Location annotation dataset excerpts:
* BEGIN *

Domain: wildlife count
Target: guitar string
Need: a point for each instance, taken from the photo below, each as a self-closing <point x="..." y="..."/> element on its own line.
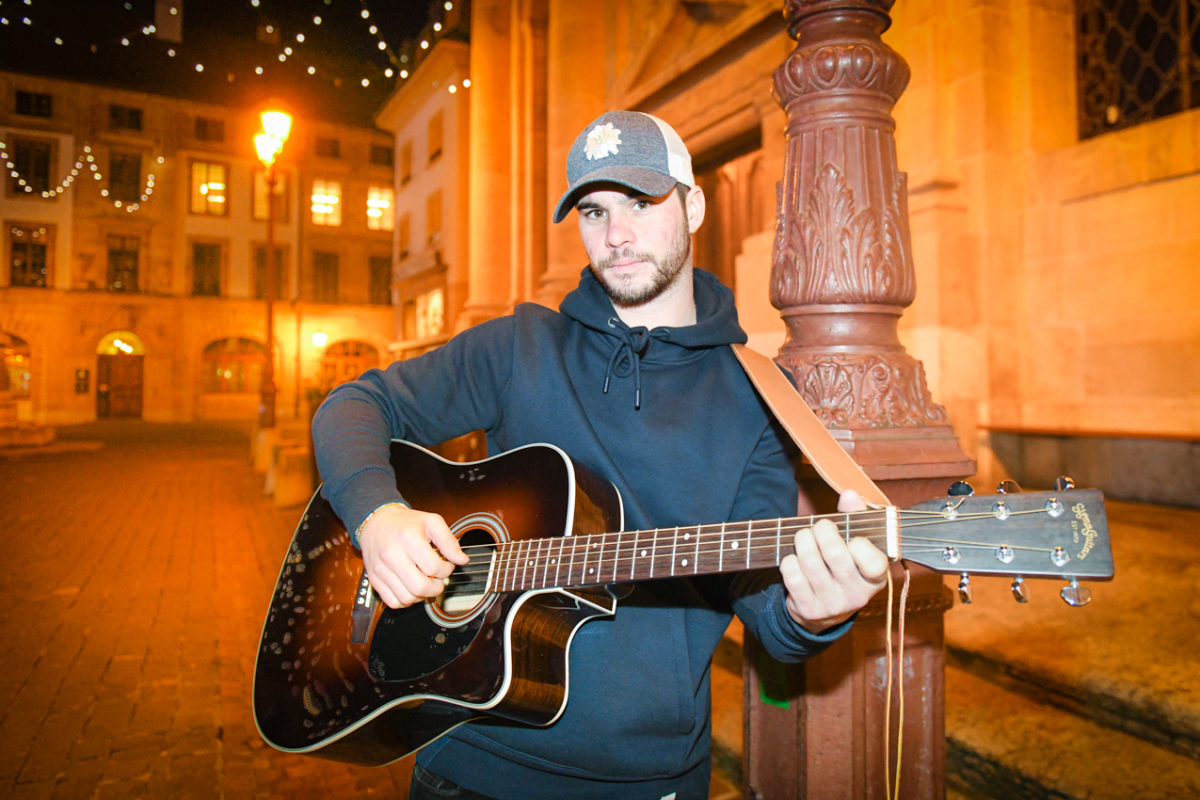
<point x="624" y="555"/>
<point x="700" y="548"/>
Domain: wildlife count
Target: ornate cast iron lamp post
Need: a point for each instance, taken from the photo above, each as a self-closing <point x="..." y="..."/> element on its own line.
<point x="276" y="126"/>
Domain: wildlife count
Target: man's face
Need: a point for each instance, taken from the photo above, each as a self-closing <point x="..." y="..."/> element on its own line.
<point x="637" y="245"/>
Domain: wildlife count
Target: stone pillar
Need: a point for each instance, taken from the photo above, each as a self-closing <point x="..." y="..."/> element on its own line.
<point x="508" y="163"/>
<point x="576" y="90"/>
<point x="841" y="276"/>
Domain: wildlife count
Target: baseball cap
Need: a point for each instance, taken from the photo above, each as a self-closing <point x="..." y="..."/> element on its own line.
<point x="631" y="149"/>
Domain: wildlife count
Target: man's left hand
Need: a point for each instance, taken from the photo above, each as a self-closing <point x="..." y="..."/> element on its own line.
<point x="828" y="578"/>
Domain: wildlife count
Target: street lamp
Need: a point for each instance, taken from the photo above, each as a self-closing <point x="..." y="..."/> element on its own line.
<point x="269" y="143"/>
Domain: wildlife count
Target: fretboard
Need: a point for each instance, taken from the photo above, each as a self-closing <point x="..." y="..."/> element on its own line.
<point x="630" y="555"/>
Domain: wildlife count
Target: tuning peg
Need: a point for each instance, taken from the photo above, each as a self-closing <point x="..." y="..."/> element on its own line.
<point x="1019" y="591"/>
<point x="1075" y="595"/>
<point x="960" y="489"/>
<point x="965" y="594"/>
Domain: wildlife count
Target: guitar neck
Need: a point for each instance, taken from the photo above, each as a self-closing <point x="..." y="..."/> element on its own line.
<point x="633" y="555"/>
<point x="1030" y="534"/>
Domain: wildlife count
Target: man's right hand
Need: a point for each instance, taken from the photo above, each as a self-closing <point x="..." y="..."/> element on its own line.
<point x="408" y="554"/>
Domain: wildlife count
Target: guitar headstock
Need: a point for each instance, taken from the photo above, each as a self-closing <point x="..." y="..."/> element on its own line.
<point x="1032" y="534"/>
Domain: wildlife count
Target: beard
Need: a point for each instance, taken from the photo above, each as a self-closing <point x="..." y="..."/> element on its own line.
<point x="630" y="290"/>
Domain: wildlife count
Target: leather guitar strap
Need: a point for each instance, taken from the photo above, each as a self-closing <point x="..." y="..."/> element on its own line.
<point x="832" y="462"/>
<point x="840" y="471"/>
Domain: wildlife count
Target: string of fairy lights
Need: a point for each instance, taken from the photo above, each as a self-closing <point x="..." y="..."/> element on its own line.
<point x="399" y="65"/>
<point x="399" y="62"/>
<point x="85" y="160"/>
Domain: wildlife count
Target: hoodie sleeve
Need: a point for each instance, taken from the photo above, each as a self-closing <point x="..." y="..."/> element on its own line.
<point x="768" y="489"/>
<point x="437" y="396"/>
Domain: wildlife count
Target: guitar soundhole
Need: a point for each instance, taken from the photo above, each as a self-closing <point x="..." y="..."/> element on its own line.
<point x="466" y="594"/>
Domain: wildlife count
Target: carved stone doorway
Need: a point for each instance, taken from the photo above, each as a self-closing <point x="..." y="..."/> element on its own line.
<point x="730" y="178"/>
<point x="119" y="376"/>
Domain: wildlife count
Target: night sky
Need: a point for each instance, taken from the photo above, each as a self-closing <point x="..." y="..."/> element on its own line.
<point x="109" y="42"/>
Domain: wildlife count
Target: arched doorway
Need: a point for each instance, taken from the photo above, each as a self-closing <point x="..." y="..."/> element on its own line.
<point x="15" y="372"/>
<point x="119" y="376"/>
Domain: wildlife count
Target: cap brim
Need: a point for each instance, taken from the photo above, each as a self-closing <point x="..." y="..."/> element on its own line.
<point x="641" y="180"/>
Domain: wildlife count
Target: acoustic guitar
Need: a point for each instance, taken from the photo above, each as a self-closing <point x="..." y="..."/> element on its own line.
<point x="342" y="677"/>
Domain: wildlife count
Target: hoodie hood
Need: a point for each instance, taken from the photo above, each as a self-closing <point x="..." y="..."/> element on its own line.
<point x="717" y="325"/>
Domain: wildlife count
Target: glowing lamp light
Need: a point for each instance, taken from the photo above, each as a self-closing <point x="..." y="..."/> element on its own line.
<point x="277" y="124"/>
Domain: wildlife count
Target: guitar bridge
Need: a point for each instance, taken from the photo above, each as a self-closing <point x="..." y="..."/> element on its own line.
<point x="364" y="606"/>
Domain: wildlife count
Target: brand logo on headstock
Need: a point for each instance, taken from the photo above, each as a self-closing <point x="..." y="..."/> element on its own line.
<point x="1083" y="524"/>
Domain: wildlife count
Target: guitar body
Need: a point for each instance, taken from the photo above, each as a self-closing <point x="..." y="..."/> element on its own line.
<point x="427" y="668"/>
<point x="339" y="675"/>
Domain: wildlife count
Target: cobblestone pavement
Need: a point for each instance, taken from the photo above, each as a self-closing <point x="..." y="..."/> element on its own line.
<point x="139" y="560"/>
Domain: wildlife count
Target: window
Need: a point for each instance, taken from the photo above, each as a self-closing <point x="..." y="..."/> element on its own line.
<point x="406" y="163"/>
<point x="327" y="203"/>
<point x="207" y="269"/>
<point x="209" y="130"/>
<point x="1133" y="61"/>
<point x="435" y="136"/>
<point x="324" y="276"/>
<point x="233" y="365"/>
<point x="424" y="316"/>
<point x="33" y="103"/>
<point x="123" y="116"/>
<point x="30" y="251"/>
<point x="381" y="208"/>
<point x="16" y="355"/>
<point x="209" y="188"/>
<point x="281" y="196"/>
<point x="402" y="242"/>
<point x="281" y="272"/>
<point x="31" y="161"/>
<point x="328" y="148"/>
<point x="381" y="281"/>
<point x="433" y="215"/>
<point x="125" y="176"/>
<point x="381" y="155"/>
<point x="346" y="361"/>
<point x="123" y="263"/>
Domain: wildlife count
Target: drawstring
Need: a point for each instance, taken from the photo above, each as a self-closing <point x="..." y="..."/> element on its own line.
<point x="627" y="355"/>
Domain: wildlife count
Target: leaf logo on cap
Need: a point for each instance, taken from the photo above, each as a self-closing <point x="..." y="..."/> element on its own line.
<point x="603" y="142"/>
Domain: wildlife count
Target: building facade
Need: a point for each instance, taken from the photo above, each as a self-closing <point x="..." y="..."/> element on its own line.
<point x="136" y="251"/>
<point x="429" y="118"/>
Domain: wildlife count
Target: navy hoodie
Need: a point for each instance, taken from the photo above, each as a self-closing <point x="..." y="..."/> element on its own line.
<point x="670" y="417"/>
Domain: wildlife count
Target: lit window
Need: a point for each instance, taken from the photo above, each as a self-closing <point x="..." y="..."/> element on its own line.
<point x="381" y="209"/>
<point x="30" y="254"/>
<point x="327" y="203"/>
<point x="209" y="188"/>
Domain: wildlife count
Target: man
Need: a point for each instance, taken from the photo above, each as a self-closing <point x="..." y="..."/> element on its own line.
<point x="634" y="378"/>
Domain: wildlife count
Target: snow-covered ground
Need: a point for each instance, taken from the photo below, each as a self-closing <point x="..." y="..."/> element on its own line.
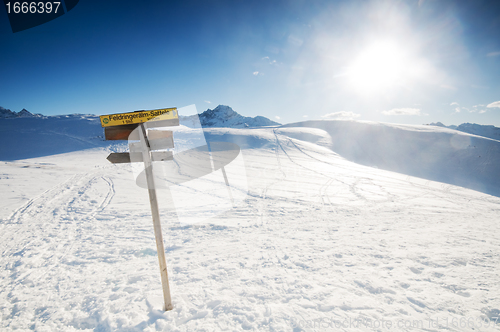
<point x="319" y="243"/>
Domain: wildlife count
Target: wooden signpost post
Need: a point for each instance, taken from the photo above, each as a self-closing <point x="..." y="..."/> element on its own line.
<point x="133" y="126"/>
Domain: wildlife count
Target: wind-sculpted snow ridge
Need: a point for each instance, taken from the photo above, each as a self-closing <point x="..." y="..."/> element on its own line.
<point x="320" y="244"/>
<point x="427" y="152"/>
<point x="475" y="129"/>
<point x="224" y="116"/>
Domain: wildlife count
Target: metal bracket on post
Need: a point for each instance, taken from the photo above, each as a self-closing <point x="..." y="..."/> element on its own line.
<point x="153" y="200"/>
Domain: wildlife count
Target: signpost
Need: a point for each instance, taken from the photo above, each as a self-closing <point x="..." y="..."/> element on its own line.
<point x="133" y="126"/>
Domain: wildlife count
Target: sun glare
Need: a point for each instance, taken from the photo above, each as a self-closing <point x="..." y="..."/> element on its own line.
<point x="380" y="67"/>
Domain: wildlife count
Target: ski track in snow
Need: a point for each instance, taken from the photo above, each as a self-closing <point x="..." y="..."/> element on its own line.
<point x="317" y="239"/>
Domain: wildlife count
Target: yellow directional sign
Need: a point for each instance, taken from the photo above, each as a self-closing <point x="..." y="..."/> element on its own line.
<point x="139" y="117"/>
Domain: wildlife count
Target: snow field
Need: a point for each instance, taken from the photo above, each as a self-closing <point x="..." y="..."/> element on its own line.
<point x="317" y="239"/>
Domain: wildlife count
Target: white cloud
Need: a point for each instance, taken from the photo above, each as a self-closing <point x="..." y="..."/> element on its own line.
<point x="343" y="115"/>
<point x="494" y="104"/>
<point x="268" y="59"/>
<point x="403" y="111"/>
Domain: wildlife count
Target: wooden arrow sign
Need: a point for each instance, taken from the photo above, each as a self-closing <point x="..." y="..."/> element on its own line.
<point x="136" y="157"/>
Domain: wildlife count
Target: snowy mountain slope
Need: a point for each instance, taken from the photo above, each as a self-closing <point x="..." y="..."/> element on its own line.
<point x="31" y="137"/>
<point x="6" y="113"/>
<point x="428" y="152"/>
<point x="475" y="129"/>
<point x="224" y="116"/>
<point x="319" y="240"/>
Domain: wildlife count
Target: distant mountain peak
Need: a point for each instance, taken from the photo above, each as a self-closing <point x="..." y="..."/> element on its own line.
<point x="225" y="116"/>
<point x="24" y="113"/>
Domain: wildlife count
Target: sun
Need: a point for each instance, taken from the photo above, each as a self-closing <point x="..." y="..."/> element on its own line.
<point x="378" y="68"/>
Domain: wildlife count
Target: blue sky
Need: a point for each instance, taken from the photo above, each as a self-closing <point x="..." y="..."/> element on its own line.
<point x="415" y="62"/>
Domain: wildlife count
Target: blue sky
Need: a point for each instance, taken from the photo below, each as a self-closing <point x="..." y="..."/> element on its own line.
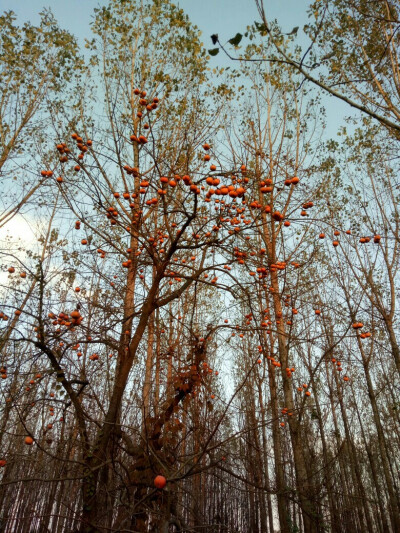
<point x="225" y="17"/>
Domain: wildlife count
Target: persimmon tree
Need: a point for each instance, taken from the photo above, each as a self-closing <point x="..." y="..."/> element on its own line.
<point x="204" y="335"/>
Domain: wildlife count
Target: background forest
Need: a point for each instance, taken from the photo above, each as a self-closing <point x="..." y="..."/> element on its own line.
<point x="199" y="327"/>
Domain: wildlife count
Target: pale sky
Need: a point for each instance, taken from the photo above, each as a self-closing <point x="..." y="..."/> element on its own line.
<point x="225" y="17"/>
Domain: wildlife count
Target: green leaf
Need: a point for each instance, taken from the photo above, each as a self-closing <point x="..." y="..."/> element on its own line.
<point x="236" y="40"/>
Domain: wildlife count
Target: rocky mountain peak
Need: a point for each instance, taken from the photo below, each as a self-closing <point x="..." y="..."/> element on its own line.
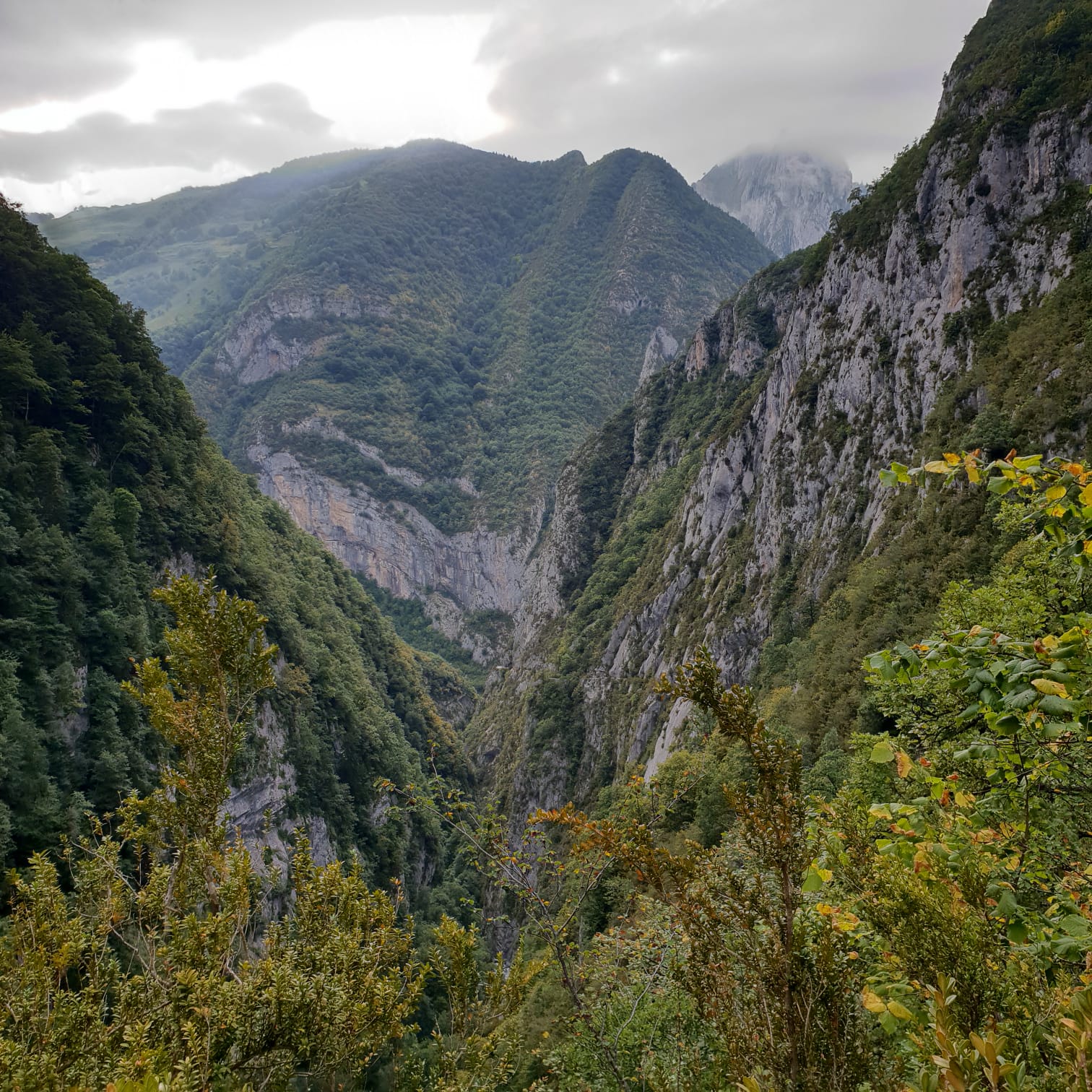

* END *

Aim: Collect every line in the data above that contains the word "guitar". Copy each of those lines in full.

Reply to the exercise:
Target: guitar string
Target: guitar neck
Target: guitar headstock
Target: leather guitar strap
Target: guitar soundhole
Target: acoustic guitar
Target: guitar bridge
Target: guitar body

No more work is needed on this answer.